> [TEKS PILIHAN]:
++++++++++++++++++++
Jonathan Edwards mengatakan, lihatlah di dalam Alkitab, bagaimana setan itu berespon kepada Yesus? Setan mengatakan Yesus itu Tuhan. Setan itu berlari mendekat kepada Yesus. Setan itu kemudian yang merasuk seseorang itu kemudian berlutut kepada Yesus, dia menyembah Yesus. Setan itu bahkan mengerti isi hati, rencana Allah; Bukankah waktunya belum sampai? Oh, itu untuk menghukum aku. Setan itu melakukan segala sesuatu yang sama seperti kita lakukan saat kita beribadah. Jonathan Edwards kemudian mengatakan; tetapi ada satu elemen yang dia tidak miliki, yaitu kasih. Saudara-saudara, saya berkali-kali bicara, saya ulangi lagi.  Di dalam Alkitab prinsip fear of the Lord, takut akan Allah itu adalah takut yang didorong karena kasih. Bukan takut seperti musuh yang tertawan, bukan takut seperti musuh yang akan dihukum. Hai kamu kerjakan itu! Ya, ya pak saya kerjaan. Bukan seperti musuh yang sedang diinjak lalu kemudian harus menyembah. Ketika bicara fear of the Lord itu adalah takut sebagai seorang anak yang ditebus, yang mendapatkan cinta, yang tadinya anak murka sekarang menjadi anak yang dikasihi, yang tadinya kegelapan sekarang menjadi terang, yang tadinya musuh diangkat menjadi sekutu. Seorang yang mentaati dengan kasih akan bersukacita. Akan ada delight di dalam hatinya.

Saudara-saudara, saya pernah beberapa kali mengungkapkan ini dan saya akan ungkapkan lagi. Ada seorang pemuda suatu malam jam 9 malam, bapaknya batuk-batuk. Terus batuk nggak selesai-selesai, lalu bapaknya pergi ke tempat anak muda ini, ketuk pintu; “Nak, nak,” lalu kemudian anaknya di dalam yang lagi tiduran sambil main HP, “Ada apa Pa?” “Nak, aku batuk, tolong beliin obat batuk.” Lalu anaknya langsung bilang, “Bapak tidak tahu ini sudah jam berapa? Jam 9 apotik sudah tutup semua, besok aja.” “Tapi aku batuk, nggak bisa tidur” “Sudahlah, minum air jeruk nipislah yang ada di rumah, besok aku beliin, nggak usah sekarang.” Nggak beda 15 menit teleponnya berbunyi, pacarnya telepon batuk-batuk di sana,g “Aku bisa minta tolong nggak sama kamu?” Langsung dia bangun, “Minta tolong apa?” “Aku batuk, aku perlu obat batuk” “Oh, aku beli, aku beliin.” “Tapi ini sudah malam” “Ada apotik 24 jam, nggak ada masalah itu.” Lalu dia bergegas pergi. Apa yang membedakan? Yang satu cinta yang satu ndak. Nah itu cintanya kalau belum nikah, kalau sudah nikah, nanti lain lagi ceritanya. Saudara-saudara, itu yang membedakan. Kasih kepada Allah itu dasar fear of the Lord. Dan kenapa bisa kasih kepada Allah? Saudara masih ingat? Adalah karena Kristus tidak mematahkan buluh yang terkulai itu, tidak memadamkan sumbu yang pudar nyalanya itu. Dia melayani Petrus dengan hati-Nya yang mengasihi dia. Dan sebentar lagi Yesus akan pergi ke surga, seluruh pelayanan-Nya, seluruh ajaran-Nya dipertaruhkan kepada Petrus dan seluruh murid-Nya, dipertaruhkan kepada gereja-Nya, seluruhnya! Dengan Roh Kudus yang menyertai.
++++++++++++++++++++
> [BARIS DATA]:

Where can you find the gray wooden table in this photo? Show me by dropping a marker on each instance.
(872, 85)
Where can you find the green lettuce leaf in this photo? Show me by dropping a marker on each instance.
++++++++++++++++++++
> [DAFTAR TUGAS]:
1. Jawab pertanyaan berikut berdasarkan khotbah tentang takut akan Allah:
(a) Menurut Jonathan Edwards, satu elemen apa yang tidak dimiliki setan?
(b) Apa yang diminta sang bapak kepada anaknya saat mengetuk pintu?
(c) Apotik seperti apa yang disebut pemuda itu ketika pacarnya menelepon?
2. Tuliskan semua perubahan keadaan yang memakai pola "yang tadinya ... sekarang/diangkat menjadi ..." dalam khotbah tentang takut akan Allah.
3. Sambung khotbah tentang takut akan Allah mulai dari bagian yang terakhir.

> [HASIL AKHIR]:
1.
(a) Kasih.
(b) Membelikan obat batuk.
(c) Apotik 24 jam.

2.
- Dari anak murka menjadi anak yang dikasihi
- Dari kegelapan menjadi terang
- Dari musuh diangkat menjadi sekutu

3.
Saudara, di sini Yesus mau memberikan celik mata kepada seluruh gereja-Nya. Aku akan mempercayakan pelayanan-Ku kepadamu. Kasihi mereka sebagaimana Aku mengasihi engkau. Berkorban kepada mereka sebagaimana Aku berkorban untuk engkau. Pulihkan mereka sebagaimana Aku bekerja memulihkan engkau. Aku meneruskan pelayanan ini. Ini tugas yang engkau akan pegang. Tapi ini hati yang engkau akan punya. Perhatikan baik-baik, Tuhan tidak meminta kita mentaati Dia saja. Tuhan meminta kita mentaati Dia dengan cinta. Tuhan tidak meminta kita berjuang untuk Dia saja. Tuhan meminta kita berjuang dengan cinta. Tuhan tidak minta kita melayani Dia dengan sungguh-sungguh saja, Tuhan minta kita melayani Dia dengan cinta. Jikalau kita hanya berjuang bagi Dia, mempertahankan doktrin, mengenali sesuatu benar dan salah, kita mengalahkan musuh-musuh gereja, sekalipun itu dilakukan dan kita menderita tetapi tanpa cinta, maka kita akan bernasib sama seperti gereja Efesus di kitab Wahyu yang kemudian kaki dian itu dibuang, diambil oleh Allah. Kasihlah yang akan mempertahankan pelayanan Tuhan di dalam gereja kita sampai kita mati. Kasihlah yang dapat membuat kontinuitas dalam pelayanan kita sampai kita tua dan sampai mati. Dengan kata lain, di dalam buah Roh, kasihlah yang membuat kita bertekun, kasihlah yang di dalam sejarah nanti maka setiap gereja-gereja dilihat ketekunannya karena di dalamnya ada kobaran api kasih. “Simon bin Yunus, apakah engkau mengasihi Aku?”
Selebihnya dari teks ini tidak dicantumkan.